╭─ Document passage
Git

What is Git?

"By far, the most widely used modern version control system in the world today is Git. Git is a mature, actively maintained open-source project originally developed in 2005 by Linus Torvalds, the famous creator of the Linux operating system kernel. A staggering number of software projects rely on Git for version control, including commercial projects as well as open-source."

...OK what? This is the introduction paragraph on a What is Git resource page, and admittedly it's not very informative. The first time I read about version control, I was overwhelmed. Computer scientists are notorious for using technical jargon - and the world of Git is no exception. There are dozens of content-rich websites describing "how to Git" at various skill levels, and while they contain everything you need to know, they tend to poorly describe the usage that you might use in your own workday. I find that I am frequently describing git basics to new students in our lab, and while I recommend you go and read up on version control and Git on your own, this guide is designed to teach basic usage.

Why do we use Git?

For development we need a way to: 1. Maintain a history of development. 2. Collaborate on projects. 3. Use resources developed by other people. 4. Share our code with the world.
╰─
╭─ Data supplied
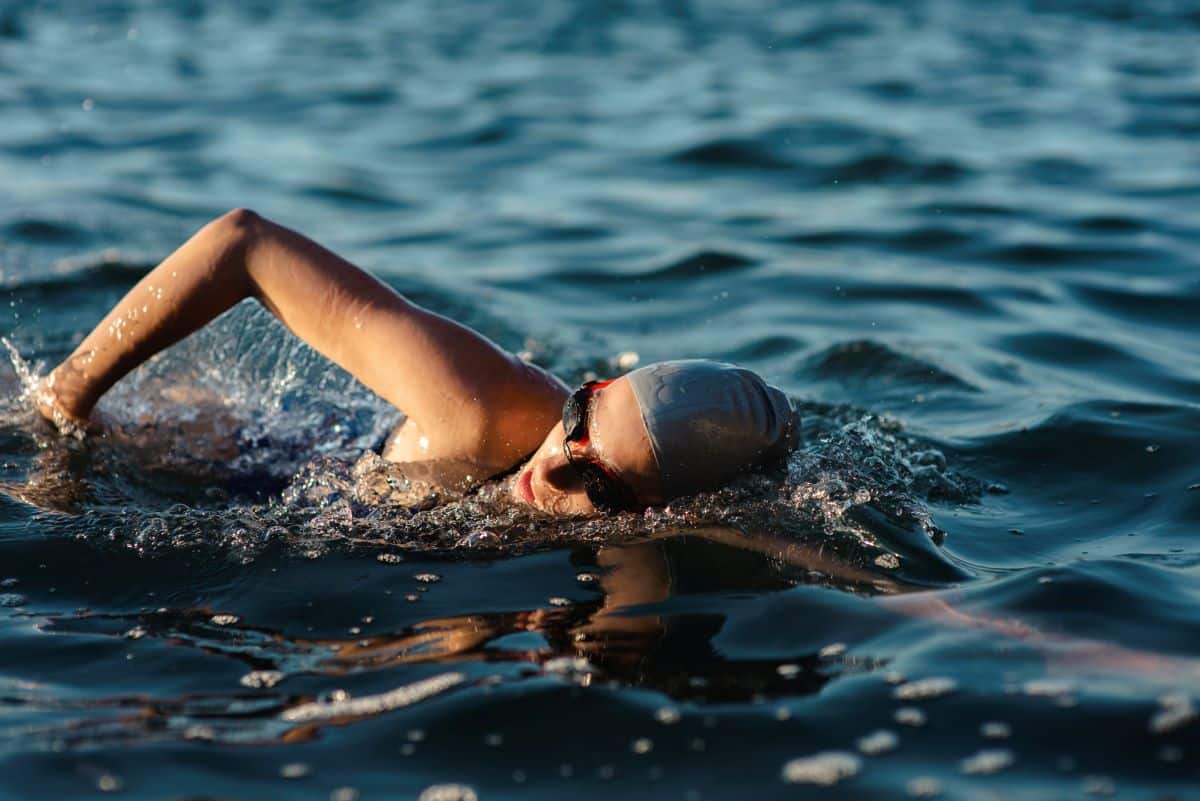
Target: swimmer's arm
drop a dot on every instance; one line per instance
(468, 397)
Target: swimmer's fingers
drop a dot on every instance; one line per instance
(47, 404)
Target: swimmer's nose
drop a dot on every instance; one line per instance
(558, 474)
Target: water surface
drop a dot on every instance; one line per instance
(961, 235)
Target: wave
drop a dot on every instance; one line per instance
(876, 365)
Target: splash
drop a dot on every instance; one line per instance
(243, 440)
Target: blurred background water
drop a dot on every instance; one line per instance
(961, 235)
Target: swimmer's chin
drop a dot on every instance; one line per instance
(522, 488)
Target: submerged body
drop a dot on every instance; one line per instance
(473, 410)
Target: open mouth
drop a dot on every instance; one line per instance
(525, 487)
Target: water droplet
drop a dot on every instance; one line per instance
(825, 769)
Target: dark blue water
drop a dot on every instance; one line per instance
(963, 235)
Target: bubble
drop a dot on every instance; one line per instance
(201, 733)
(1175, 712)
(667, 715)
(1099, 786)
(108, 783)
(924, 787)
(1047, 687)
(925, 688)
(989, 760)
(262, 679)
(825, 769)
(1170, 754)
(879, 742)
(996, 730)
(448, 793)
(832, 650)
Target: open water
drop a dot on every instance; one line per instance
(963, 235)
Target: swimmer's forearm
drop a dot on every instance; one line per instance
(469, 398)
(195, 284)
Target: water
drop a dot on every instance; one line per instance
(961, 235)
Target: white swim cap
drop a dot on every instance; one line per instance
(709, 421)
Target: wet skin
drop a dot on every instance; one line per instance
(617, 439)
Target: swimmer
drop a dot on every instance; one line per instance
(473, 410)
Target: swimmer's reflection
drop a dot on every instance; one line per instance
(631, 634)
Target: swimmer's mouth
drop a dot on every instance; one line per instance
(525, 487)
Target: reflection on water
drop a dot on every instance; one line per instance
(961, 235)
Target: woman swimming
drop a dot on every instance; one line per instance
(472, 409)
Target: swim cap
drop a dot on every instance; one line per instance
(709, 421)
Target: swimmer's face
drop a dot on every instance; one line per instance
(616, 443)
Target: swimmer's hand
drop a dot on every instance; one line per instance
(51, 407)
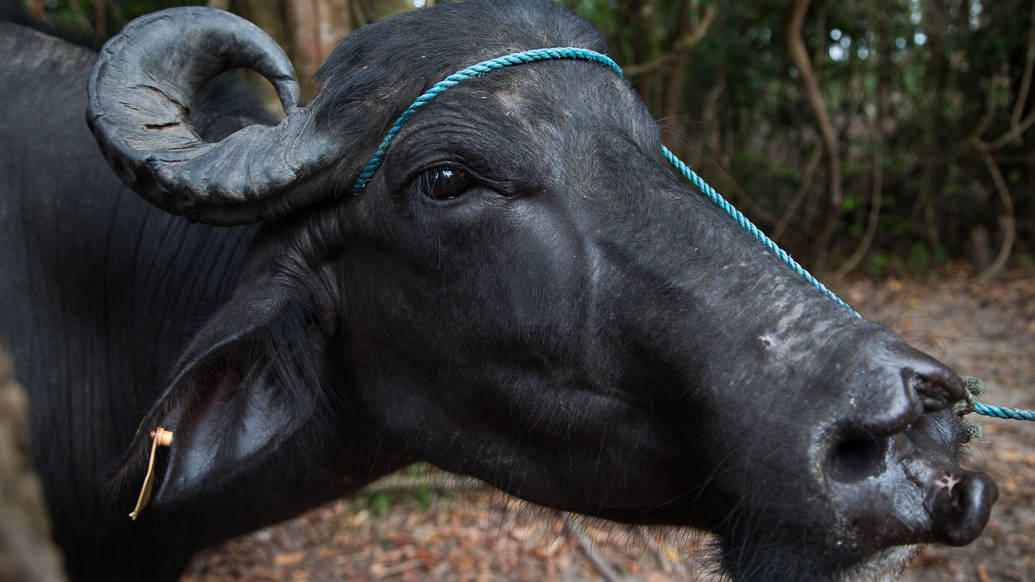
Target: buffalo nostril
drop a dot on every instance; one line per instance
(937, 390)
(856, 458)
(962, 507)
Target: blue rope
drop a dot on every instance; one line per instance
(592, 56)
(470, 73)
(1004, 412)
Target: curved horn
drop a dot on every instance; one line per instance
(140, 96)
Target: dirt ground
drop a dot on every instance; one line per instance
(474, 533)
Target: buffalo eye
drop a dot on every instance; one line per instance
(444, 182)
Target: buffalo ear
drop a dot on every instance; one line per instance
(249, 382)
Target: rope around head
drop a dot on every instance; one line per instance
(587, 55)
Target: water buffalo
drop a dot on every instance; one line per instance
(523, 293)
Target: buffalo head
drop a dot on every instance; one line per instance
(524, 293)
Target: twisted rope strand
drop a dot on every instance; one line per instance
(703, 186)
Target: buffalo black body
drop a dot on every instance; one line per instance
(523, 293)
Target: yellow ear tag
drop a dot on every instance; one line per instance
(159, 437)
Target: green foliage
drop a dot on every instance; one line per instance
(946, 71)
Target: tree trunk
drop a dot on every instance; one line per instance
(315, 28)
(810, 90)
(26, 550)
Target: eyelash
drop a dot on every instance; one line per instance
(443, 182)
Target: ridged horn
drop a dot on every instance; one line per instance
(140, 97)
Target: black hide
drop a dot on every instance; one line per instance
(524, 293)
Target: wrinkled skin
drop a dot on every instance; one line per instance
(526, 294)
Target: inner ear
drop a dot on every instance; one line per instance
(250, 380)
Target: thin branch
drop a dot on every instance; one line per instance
╰─
Direction 1 — Reproduce the records from the line containing "Target: tree trunk" through the end of the records, keeping every request line. Multiply each coordinate in the answers by 1.65 and round to whole numbers, with halves rounding up.
Direction 2 — Continue the Git guide from the point where it stops.

Answer 1 —
Target: tree trunk
drop a dot on every instance; one line per instance
(520, 46)
(1337, 149)
(43, 908)
Target: eyelash
drop a dot on every instance; one line per instance
(731, 300)
Target: ridged horn
drop a dot on every instance; one line per instance
(231, 160)
Target: black hide
drop a dot on every instance; one line per instance
(865, 483)
Target: wrinkled skin
drop a dot on every instance; one line per instance
(868, 485)
Target: inner ear
drop a dot on every instance; one line per instance
(413, 627)
Target: thin branch
drop a dot on every instance; one line per instance

Answer 2 —
Version control

The above list is exactly what Git does for us. The first two items describe what is called version control. Version control allows us to track changes in computer files and coordinate work on those files among multiple people. With version control you can see how your changes affect your project before "committing" to them (we'll discuss commit as a command in a bit). If you notice that something broke in your project that worked before, you can simply roll back one revision at a time until you find the revision that caused the regression. Version control also allows us to concurrently edit files. Git manages differences in files (diff, another command), and won't allow you to overwrite changes to files that you teammates have made, without resolving those differences first. If you try, Git will tell you there is a merge conflict that must be resolved.

Repositories

Git manages a directory of code for a project, we call this a repository. Every collaborator on a project copies the repository to their machine (clone) and can make changes locally. Every Git directory on every computer is a full-fledged repository with complete history and full version tracking abilities, independent of network access or a central server. We will see in the Git commands section how changes to your local repo can get "pushed" (push) and how changes made by the team can be "pulled" (pull) from the server version of shared repository.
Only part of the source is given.